[Task requirements]
In the material below, begin at the line containing "Reviewer note: verify that every instance of the yellow" and stop after the line containing "Target: yellow feather". Reproduce those lines with "yellow feather" changed to "orange feather" and everything else left the same.

[Data listing]
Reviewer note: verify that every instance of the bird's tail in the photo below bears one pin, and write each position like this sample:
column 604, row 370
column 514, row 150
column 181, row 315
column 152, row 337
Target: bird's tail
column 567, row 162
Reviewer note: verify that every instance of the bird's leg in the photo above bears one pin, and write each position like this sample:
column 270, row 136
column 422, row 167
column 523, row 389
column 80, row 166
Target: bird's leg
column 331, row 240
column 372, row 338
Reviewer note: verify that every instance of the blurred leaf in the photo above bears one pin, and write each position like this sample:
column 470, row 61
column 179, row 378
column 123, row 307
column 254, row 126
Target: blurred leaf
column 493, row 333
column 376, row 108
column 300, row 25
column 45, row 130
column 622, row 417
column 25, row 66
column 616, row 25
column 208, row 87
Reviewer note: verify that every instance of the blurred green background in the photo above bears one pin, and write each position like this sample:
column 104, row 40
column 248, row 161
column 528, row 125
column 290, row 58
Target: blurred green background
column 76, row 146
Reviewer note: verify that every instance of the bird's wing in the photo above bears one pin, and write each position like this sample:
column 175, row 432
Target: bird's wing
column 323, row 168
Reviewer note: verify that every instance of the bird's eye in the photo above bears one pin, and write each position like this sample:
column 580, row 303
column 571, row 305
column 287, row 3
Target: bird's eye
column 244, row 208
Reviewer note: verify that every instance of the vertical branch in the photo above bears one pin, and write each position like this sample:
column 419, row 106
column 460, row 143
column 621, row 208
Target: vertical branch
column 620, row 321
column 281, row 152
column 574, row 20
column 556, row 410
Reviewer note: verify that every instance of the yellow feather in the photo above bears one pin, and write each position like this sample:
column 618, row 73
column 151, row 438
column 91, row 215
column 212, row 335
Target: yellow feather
==
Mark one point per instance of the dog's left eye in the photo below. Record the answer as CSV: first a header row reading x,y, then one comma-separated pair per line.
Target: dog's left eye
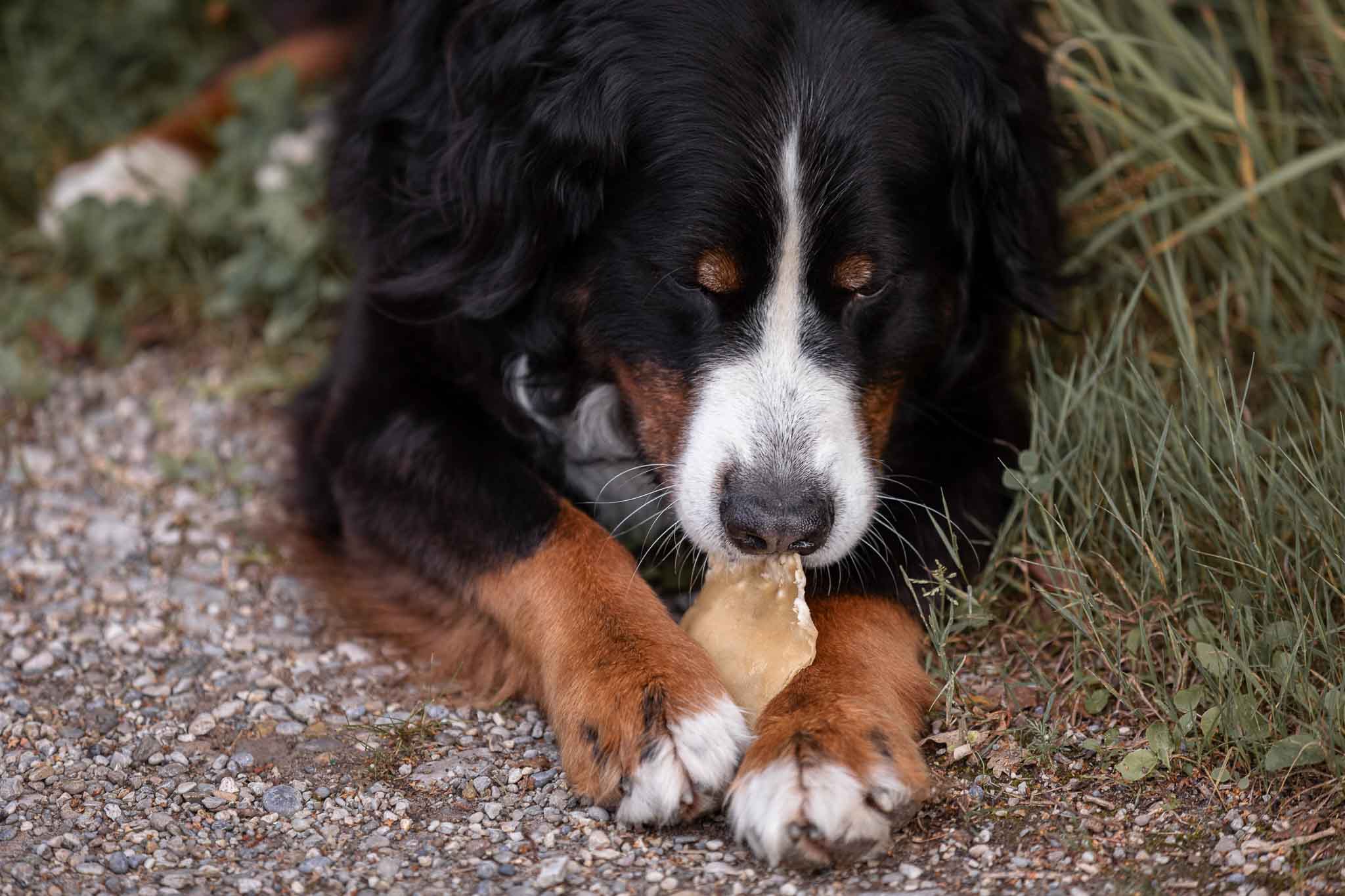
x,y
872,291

[Solved problem]
Reviewer note: verify that every instance of the orange feather in the photo above bears one pin, and write each position like this sample:
column 618, row 73
column 151, row 438
column 91, row 215
column 212, row 335
Target: orange feather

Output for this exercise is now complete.